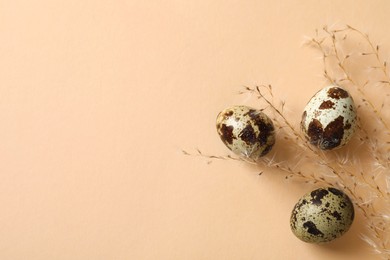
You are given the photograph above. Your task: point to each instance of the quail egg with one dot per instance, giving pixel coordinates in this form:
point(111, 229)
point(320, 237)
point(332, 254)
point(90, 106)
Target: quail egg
point(322, 215)
point(246, 131)
point(329, 118)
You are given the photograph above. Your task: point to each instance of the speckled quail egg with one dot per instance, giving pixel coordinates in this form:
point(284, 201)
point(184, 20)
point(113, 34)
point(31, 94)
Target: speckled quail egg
point(246, 131)
point(329, 118)
point(322, 215)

- REQUIREMENT -
Copy out every row above, requests included, but shift each point coordinate in the answers by adding 20 to both numbers. Leave the sample points inside the requests unchanged, and omit the picture.

- COMPLETE RESPONSE -
You are given the photograph above. Your task: point to each instance of the quail egg with one dot per instance, giving pixel coordinates in this form:
point(111, 229)
point(320, 237)
point(332, 254)
point(90, 106)
Target: quail egg
point(342, 235)
point(266, 151)
point(349, 138)
You are given the photograph above. Your task: point to each instance of the speckled quail egg with one dot per instance, giving pixel coordinates in this form:
point(284, 201)
point(184, 20)
point(113, 34)
point(31, 94)
Target: speckled quail egg
point(266, 151)
point(349, 138)
point(342, 235)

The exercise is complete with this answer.